# Task goal
Set down exactly the lines below, starting at the one that contains "[locate] the blue sky" and ending at the one that contains "[locate] the shrub", with both of those lines included and nothing else.

# Records for this exercise
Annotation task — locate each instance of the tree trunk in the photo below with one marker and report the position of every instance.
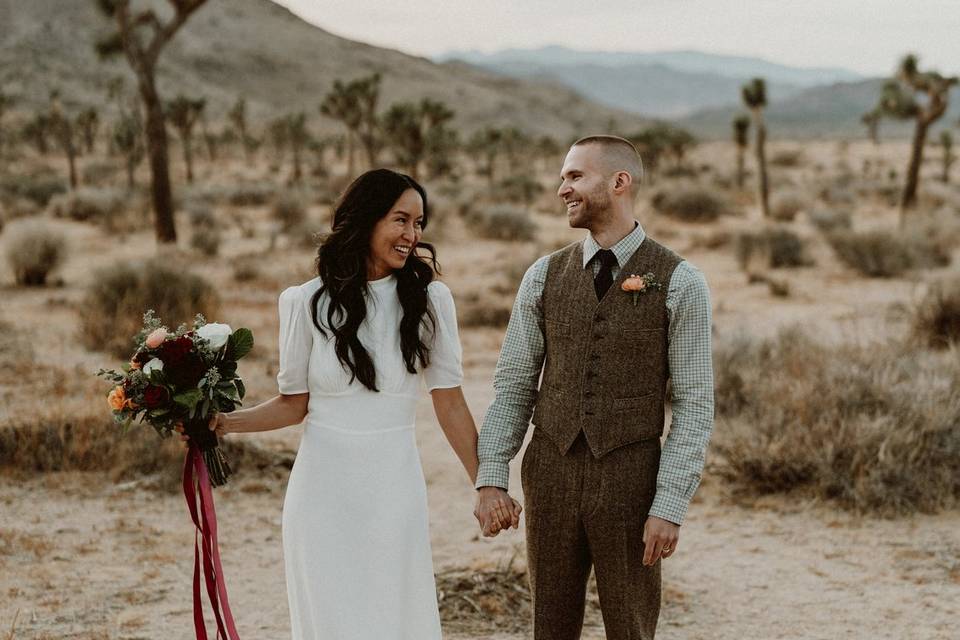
(740, 167)
(764, 188)
(909, 196)
(161, 193)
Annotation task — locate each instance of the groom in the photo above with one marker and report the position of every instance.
(598, 490)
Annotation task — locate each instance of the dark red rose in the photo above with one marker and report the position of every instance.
(173, 352)
(154, 396)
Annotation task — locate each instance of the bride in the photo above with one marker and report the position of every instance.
(355, 343)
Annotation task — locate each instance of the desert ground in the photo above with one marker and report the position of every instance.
(89, 555)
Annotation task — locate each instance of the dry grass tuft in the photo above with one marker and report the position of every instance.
(873, 428)
(112, 311)
(936, 321)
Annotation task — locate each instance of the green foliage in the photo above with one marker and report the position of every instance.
(115, 301)
(33, 250)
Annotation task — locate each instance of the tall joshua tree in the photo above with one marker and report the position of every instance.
(184, 113)
(140, 36)
(898, 100)
(741, 137)
(946, 141)
(755, 98)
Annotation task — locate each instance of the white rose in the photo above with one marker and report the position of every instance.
(156, 364)
(216, 333)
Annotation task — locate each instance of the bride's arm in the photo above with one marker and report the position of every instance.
(276, 413)
(458, 426)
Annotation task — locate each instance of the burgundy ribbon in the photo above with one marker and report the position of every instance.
(196, 482)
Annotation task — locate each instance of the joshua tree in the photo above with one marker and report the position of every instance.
(755, 98)
(88, 122)
(238, 118)
(741, 137)
(418, 130)
(342, 104)
(898, 100)
(872, 121)
(183, 114)
(65, 133)
(141, 35)
(946, 141)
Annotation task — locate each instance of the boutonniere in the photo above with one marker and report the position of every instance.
(640, 284)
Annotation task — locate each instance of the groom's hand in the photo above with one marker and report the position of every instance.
(660, 539)
(496, 510)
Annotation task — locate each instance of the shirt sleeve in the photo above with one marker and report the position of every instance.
(691, 372)
(296, 342)
(446, 355)
(515, 382)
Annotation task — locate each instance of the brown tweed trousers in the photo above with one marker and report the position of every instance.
(589, 473)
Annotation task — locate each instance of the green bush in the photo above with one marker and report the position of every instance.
(882, 254)
(690, 203)
(775, 247)
(503, 223)
(113, 308)
(33, 250)
(870, 427)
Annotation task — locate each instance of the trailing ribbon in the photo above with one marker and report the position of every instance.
(196, 483)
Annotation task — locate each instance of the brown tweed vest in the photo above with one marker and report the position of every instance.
(606, 364)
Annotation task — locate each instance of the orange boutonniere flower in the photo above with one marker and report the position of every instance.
(640, 284)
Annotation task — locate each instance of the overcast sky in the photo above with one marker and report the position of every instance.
(867, 36)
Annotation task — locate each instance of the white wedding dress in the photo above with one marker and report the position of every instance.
(356, 543)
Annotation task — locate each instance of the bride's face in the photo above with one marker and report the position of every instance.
(395, 235)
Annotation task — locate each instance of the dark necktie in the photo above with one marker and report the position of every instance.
(605, 276)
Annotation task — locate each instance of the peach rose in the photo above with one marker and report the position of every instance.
(156, 338)
(634, 283)
(118, 399)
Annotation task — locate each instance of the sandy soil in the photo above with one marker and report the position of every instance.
(84, 558)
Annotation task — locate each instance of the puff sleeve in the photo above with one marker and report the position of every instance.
(296, 342)
(446, 368)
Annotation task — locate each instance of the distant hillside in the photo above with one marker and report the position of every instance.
(670, 84)
(832, 111)
(278, 62)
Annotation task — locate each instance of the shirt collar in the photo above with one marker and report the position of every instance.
(622, 250)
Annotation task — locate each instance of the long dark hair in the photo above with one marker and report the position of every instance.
(342, 267)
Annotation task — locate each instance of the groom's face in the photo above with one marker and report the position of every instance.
(583, 188)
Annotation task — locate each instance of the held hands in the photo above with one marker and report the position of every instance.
(496, 510)
(660, 539)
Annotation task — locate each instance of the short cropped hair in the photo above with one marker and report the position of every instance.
(619, 154)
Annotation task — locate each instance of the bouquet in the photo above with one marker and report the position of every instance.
(178, 380)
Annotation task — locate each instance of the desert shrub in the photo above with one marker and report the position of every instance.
(881, 254)
(690, 203)
(92, 443)
(787, 158)
(33, 250)
(871, 427)
(519, 188)
(831, 220)
(88, 204)
(39, 188)
(785, 205)
(503, 223)
(774, 247)
(936, 320)
(112, 310)
(288, 211)
(251, 194)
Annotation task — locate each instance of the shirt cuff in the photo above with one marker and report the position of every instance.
(668, 507)
(493, 474)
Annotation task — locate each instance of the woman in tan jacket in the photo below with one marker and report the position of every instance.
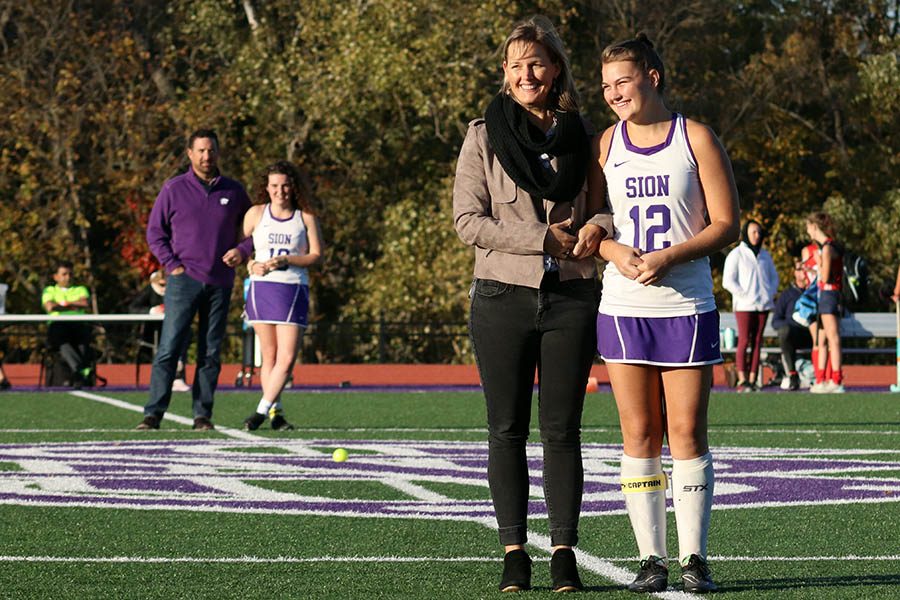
(521, 199)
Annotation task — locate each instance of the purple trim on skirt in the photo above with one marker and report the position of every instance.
(687, 141)
(277, 303)
(667, 342)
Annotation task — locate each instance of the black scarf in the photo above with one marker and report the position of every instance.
(518, 144)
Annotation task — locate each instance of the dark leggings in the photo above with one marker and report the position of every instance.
(750, 329)
(517, 330)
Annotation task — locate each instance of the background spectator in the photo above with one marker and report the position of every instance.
(791, 335)
(750, 275)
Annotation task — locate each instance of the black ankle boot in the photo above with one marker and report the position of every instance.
(563, 571)
(516, 572)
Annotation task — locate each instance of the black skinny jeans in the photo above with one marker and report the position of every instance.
(516, 330)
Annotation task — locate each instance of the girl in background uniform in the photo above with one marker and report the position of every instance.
(830, 267)
(286, 240)
(810, 259)
(674, 202)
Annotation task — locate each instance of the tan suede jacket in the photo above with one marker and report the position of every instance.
(499, 218)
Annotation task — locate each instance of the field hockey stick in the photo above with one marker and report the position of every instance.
(895, 387)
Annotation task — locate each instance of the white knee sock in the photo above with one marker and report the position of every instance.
(644, 486)
(692, 493)
(263, 406)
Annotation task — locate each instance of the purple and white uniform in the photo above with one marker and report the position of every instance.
(282, 296)
(657, 201)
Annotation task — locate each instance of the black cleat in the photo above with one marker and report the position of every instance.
(149, 422)
(696, 576)
(652, 577)
(279, 423)
(253, 422)
(563, 571)
(516, 572)
(203, 424)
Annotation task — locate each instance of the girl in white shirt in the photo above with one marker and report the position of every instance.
(750, 276)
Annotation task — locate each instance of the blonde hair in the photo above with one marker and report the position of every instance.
(638, 50)
(539, 30)
(823, 221)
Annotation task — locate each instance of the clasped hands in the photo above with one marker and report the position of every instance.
(560, 243)
(645, 268)
(264, 267)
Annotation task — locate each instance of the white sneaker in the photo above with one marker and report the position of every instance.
(827, 387)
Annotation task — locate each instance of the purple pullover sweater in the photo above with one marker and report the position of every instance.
(194, 229)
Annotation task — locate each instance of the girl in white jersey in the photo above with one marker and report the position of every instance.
(286, 241)
(674, 202)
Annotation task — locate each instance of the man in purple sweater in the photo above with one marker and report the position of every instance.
(193, 231)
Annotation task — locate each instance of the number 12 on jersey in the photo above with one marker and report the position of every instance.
(649, 222)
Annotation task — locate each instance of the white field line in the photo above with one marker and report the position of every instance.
(393, 559)
(589, 562)
(248, 559)
(186, 421)
(235, 433)
(603, 567)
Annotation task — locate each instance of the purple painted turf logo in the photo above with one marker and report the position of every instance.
(434, 480)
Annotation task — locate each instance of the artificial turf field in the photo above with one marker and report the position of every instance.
(807, 499)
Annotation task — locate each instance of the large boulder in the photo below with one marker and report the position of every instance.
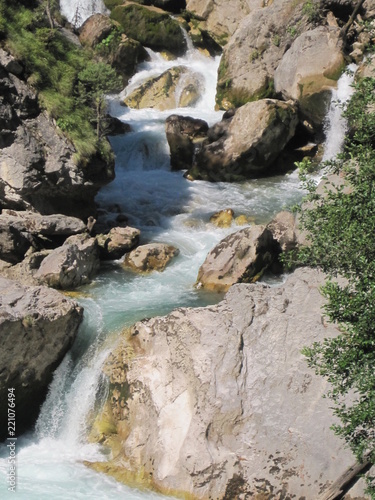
(123, 53)
(117, 242)
(221, 18)
(95, 29)
(248, 143)
(151, 257)
(126, 55)
(37, 168)
(71, 265)
(241, 257)
(13, 243)
(183, 134)
(219, 402)
(284, 230)
(250, 58)
(46, 225)
(310, 69)
(37, 327)
(151, 27)
(176, 87)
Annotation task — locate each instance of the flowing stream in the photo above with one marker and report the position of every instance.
(168, 208)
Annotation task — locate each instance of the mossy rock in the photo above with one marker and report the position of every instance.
(152, 28)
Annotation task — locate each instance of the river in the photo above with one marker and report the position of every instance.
(168, 208)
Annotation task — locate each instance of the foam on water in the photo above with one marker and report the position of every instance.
(335, 123)
(168, 208)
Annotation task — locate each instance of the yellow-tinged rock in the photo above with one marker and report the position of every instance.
(224, 218)
(241, 220)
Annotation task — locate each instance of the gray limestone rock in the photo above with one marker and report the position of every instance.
(307, 76)
(240, 257)
(219, 402)
(248, 143)
(151, 257)
(117, 242)
(71, 265)
(37, 327)
(47, 225)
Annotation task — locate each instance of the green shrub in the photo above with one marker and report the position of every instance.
(52, 66)
(341, 227)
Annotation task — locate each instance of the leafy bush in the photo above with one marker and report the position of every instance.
(52, 65)
(341, 229)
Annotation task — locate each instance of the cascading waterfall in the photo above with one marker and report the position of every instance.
(335, 123)
(166, 207)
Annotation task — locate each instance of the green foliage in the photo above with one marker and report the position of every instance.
(341, 228)
(96, 80)
(52, 66)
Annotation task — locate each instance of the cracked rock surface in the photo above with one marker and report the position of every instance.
(219, 401)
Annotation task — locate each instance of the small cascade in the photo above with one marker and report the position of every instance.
(77, 11)
(167, 208)
(335, 124)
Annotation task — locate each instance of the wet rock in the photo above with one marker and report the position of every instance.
(37, 327)
(248, 143)
(176, 87)
(304, 75)
(24, 271)
(125, 55)
(224, 218)
(71, 265)
(218, 402)
(250, 58)
(13, 243)
(221, 18)
(183, 133)
(117, 242)
(95, 29)
(241, 257)
(151, 27)
(48, 225)
(284, 231)
(151, 257)
(170, 5)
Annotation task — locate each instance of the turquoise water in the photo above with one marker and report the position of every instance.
(168, 208)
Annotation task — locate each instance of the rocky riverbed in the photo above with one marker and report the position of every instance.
(212, 402)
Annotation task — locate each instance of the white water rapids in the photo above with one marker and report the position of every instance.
(166, 207)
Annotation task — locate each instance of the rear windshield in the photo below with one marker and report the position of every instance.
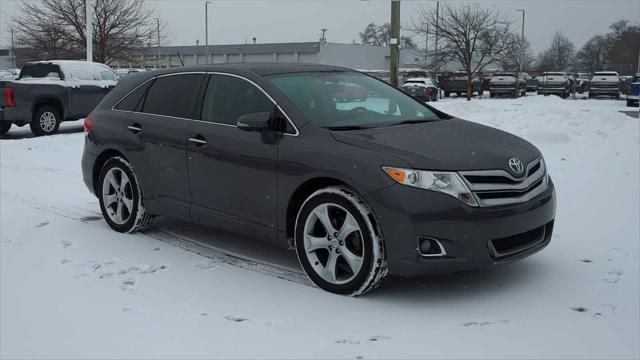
(41, 71)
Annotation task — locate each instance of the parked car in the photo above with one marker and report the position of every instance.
(555, 83)
(532, 83)
(362, 190)
(421, 88)
(127, 71)
(605, 83)
(626, 81)
(49, 92)
(457, 83)
(505, 84)
(632, 98)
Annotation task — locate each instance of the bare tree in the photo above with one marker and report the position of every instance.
(380, 35)
(624, 46)
(51, 29)
(519, 52)
(594, 54)
(469, 34)
(559, 56)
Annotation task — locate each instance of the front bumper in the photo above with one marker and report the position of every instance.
(466, 233)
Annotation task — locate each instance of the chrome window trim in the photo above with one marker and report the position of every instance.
(296, 133)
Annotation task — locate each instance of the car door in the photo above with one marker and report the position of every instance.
(156, 139)
(232, 172)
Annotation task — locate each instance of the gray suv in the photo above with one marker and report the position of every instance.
(360, 189)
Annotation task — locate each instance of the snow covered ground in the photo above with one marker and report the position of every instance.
(71, 288)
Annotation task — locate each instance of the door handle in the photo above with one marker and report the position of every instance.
(135, 128)
(198, 140)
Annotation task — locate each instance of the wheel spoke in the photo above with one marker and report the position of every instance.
(354, 261)
(349, 226)
(322, 213)
(128, 203)
(329, 272)
(109, 200)
(119, 212)
(112, 180)
(124, 181)
(313, 243)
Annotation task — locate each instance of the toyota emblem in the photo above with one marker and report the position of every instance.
(516, 165)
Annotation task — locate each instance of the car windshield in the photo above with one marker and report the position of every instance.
(348, 100)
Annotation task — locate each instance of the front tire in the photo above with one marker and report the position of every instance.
(120, 197)
(4, 127)
(46, 121)
(338, 243)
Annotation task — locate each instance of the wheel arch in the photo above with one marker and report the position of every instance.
(49, 101)
(99, 163)
(304, 190)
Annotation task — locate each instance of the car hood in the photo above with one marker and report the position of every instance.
(453, 144)
(554, 79)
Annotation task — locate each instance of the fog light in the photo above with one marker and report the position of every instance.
(430, 247)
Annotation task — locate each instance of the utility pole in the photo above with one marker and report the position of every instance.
(437, 19)
(206, 31)
(394, 42)
(158, 47)
(13, 52)
(426, 45)
(88, 9)
(323, 39)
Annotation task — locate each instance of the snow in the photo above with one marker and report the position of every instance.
(72, 288)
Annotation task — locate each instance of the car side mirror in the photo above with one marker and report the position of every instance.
(255, 121)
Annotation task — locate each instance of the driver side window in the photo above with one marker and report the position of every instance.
(227, 98)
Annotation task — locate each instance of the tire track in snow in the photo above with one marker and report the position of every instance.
(217, 255)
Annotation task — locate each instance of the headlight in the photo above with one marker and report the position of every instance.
(449, 183)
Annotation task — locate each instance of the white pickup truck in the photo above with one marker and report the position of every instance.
(605, 83)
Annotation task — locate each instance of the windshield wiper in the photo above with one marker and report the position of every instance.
(415, 121)
(346, 127)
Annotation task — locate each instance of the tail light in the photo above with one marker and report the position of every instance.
(88, 124)
(8, 98)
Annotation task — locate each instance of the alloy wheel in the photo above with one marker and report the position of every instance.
(117, 196)
(333, 243)
(47, 121)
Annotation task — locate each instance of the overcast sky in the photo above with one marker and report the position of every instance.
(233, 21)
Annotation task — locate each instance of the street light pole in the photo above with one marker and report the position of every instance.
(394, 42)
(206, 31)
(521, 54)
(89, 29)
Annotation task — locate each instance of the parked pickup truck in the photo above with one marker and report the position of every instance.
(421, 88)
(457, 83)
(605, 83)
(555, 83)
(49, 92)
(505, 84)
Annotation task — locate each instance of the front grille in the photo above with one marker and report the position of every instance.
(504, 248)
(498, 187)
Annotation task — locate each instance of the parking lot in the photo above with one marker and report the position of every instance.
(71, 287)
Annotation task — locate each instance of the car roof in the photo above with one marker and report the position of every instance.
(261, 69)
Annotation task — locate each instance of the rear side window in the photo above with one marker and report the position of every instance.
(132, 101)
(41, 71)
(227, 98)
(173, 95)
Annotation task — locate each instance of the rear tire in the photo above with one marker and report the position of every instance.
(45, 121)
(338, 243)
(5, 126)
(120, 197)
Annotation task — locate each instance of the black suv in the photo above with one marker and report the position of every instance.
(362, 188)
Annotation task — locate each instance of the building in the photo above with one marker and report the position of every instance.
(348, 55)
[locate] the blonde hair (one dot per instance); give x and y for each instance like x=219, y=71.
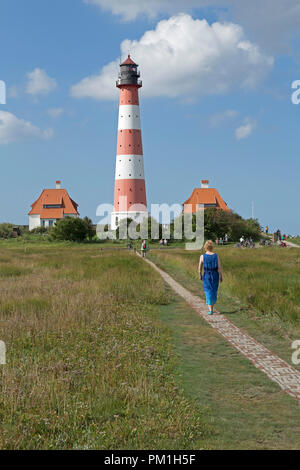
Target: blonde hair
x=209, y=246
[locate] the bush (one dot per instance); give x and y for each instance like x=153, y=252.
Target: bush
x=217, y=223
x=6, y=230
x=39, y=230
x=70, y=229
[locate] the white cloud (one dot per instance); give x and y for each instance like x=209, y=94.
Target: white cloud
x=184, y=57
x=221, y=118
x=55, y=112
x=272, y=21
x=13, y=129
x=13, y=92
x=246, y=129
x=39, y=83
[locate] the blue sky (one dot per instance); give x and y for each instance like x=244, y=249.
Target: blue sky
x=60, y=119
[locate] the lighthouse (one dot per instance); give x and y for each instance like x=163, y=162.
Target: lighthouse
x=130, y=189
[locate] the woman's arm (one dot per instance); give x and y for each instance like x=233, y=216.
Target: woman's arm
x=220, y=269
x=200, y=267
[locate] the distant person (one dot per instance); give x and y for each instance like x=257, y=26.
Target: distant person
x=278, y=235
x=144, y=248
x=213, y=274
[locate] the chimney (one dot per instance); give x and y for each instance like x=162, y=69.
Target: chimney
x=204, y=184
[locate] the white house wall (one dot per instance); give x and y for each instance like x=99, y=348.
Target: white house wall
x=34, y=221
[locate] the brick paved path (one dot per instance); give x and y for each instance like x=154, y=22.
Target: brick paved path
x=275, y=368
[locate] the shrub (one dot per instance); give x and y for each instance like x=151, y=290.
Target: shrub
x=70, y=229
x=6, y=230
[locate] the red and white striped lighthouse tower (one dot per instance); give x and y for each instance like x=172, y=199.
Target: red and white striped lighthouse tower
x=130, y=191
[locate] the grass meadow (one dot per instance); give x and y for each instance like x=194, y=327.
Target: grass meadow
x=89, y=364
x=102, y=355
x=260, y=292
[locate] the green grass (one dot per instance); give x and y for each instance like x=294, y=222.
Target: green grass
x=260, y=291
x=101, y=355
x=241, y=406
x=294, y=240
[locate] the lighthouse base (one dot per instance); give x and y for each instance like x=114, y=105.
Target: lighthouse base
x=116, y=217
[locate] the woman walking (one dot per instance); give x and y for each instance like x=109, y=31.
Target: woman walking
x=210, y=261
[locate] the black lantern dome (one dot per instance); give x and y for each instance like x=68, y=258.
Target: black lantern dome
x=129, y=74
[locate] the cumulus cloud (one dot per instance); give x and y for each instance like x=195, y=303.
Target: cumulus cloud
x=13, y=129
x=39, y=82
x=245, y=130
x=272, y=21
x=220, y=118
x=185, y=57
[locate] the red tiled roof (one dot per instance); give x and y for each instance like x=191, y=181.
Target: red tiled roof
x=52, y=214
x=128, y=61
x=54, y=197
x=206, y=196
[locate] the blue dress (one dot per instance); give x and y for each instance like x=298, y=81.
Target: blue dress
x=210, y=278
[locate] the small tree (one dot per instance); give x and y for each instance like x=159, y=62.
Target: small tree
x=5, y=230
x=70, y=229
x=91, y=232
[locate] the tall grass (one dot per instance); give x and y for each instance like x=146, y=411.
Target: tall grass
x=266, y=279
x=89, y=365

# Response to the exercise
[locate] the blue sky (one dot per instance); give x and y for each instance like x=244, y=249.
Target: blue sky
x=60, y=119
[locate] the lighthouse (one dot per instance); give x and y for each instance like x=163, y=162.
Target: lighthouse
x=130, y=189
[locate] the woman's arm (one dot per instance); give x and y for each instance like x=233, y=216.
Target: woman's arm
x=220, y=269
x=200, y=267
[locate] the distant person (one dot per instance); give x and y for each instance like x=257, y=26.
Target: distant person
x=278, y=235
x=144, y=248
x=213, y=274
[locate] the chimney (one dot per instance); give x and y for each instance like x=162, y=69.
Target: chimney
x=204, y=184
[locate] the white house wall (one dot per instance); give x and y for each instance like x=99, y=348.
Target: white house wall
x=34, y=221
[locate] the brick paved path (one dot per instance); give x and y for each instance like x=154, y=22.
Target: brick paved path
x=275, y=368
[locate] the shrub (one dot per instance); give x and y for each instance like x=151, y=290.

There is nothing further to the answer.